Exercise requirements —
How many lines of the entries below contain the string "layer"? State the number alone.

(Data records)
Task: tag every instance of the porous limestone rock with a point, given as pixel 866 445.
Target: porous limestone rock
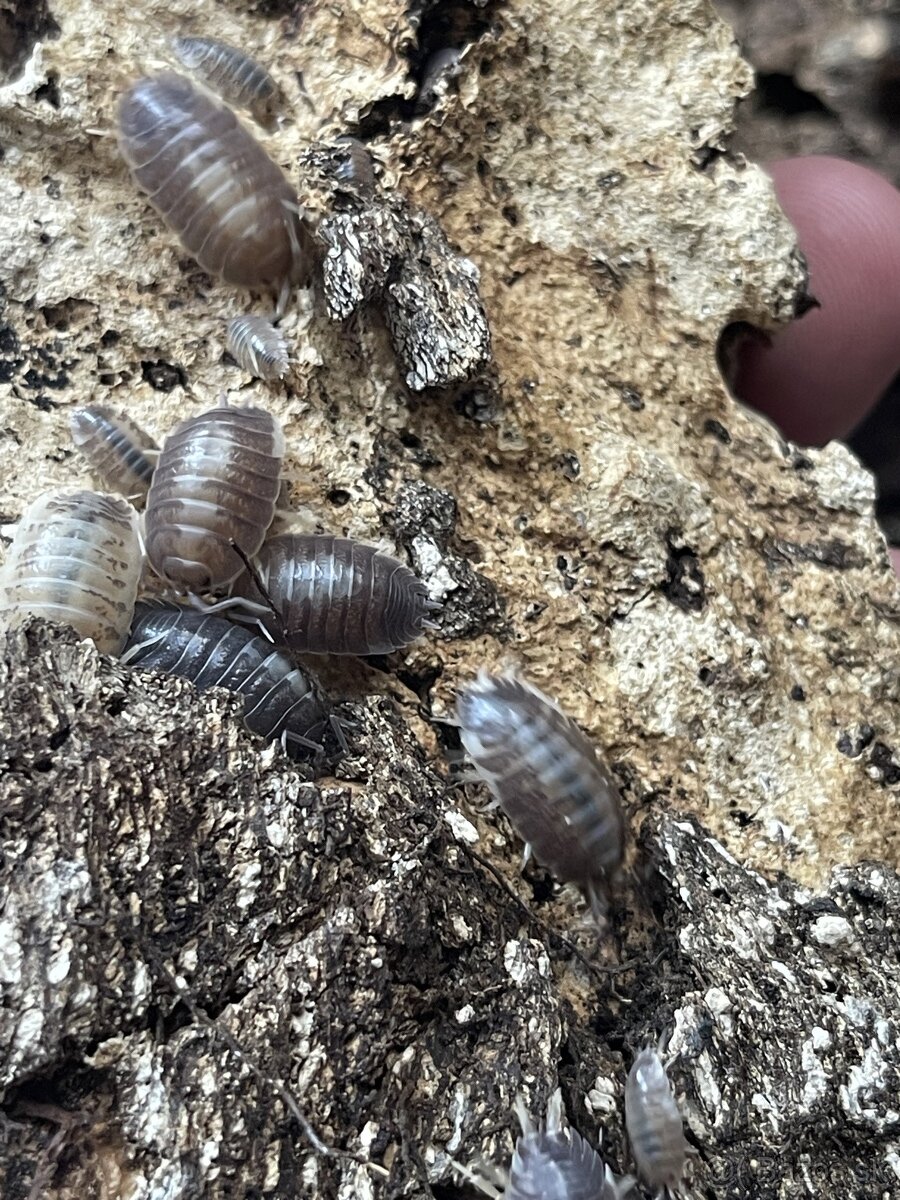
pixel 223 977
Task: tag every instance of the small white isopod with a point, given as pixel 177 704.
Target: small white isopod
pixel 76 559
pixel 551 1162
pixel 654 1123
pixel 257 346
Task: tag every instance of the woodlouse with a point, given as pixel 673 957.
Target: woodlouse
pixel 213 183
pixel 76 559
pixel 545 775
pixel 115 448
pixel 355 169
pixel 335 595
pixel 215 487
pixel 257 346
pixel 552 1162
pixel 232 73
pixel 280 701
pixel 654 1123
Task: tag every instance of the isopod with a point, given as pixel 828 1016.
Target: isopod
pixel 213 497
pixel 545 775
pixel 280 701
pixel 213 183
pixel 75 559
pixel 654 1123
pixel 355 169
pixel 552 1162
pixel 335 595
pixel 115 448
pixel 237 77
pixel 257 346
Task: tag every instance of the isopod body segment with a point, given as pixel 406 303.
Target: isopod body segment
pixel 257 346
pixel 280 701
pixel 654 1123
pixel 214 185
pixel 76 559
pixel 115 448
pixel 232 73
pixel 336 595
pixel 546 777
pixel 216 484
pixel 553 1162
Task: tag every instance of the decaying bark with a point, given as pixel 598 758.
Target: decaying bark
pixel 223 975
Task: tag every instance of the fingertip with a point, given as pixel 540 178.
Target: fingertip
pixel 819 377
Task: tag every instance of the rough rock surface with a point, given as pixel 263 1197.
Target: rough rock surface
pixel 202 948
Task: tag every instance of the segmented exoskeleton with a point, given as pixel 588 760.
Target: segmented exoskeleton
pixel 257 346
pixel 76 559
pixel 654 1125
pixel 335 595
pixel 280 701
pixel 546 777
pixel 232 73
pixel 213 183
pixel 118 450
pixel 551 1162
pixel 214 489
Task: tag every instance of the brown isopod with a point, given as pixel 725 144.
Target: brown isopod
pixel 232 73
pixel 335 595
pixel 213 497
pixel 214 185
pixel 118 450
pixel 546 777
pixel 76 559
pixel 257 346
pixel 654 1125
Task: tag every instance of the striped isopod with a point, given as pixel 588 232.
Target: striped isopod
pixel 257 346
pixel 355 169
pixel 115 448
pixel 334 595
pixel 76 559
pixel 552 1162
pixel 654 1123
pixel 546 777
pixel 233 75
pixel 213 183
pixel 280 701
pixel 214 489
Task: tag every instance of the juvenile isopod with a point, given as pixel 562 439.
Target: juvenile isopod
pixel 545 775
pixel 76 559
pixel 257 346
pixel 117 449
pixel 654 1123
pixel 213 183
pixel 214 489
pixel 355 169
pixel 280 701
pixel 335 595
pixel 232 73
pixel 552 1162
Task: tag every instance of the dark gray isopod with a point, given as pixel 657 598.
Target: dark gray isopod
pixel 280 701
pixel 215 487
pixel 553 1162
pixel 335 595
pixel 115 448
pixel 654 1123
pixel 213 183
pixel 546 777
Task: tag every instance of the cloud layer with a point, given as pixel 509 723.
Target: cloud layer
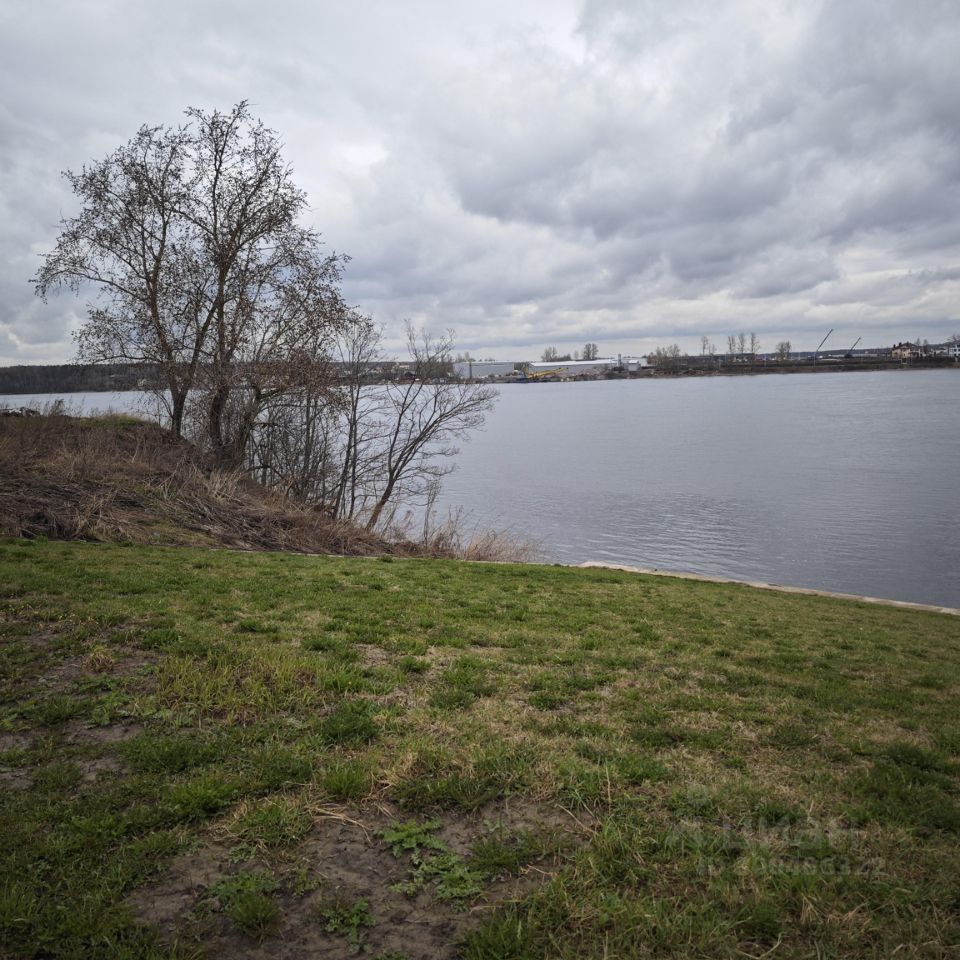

Answer for the task —
2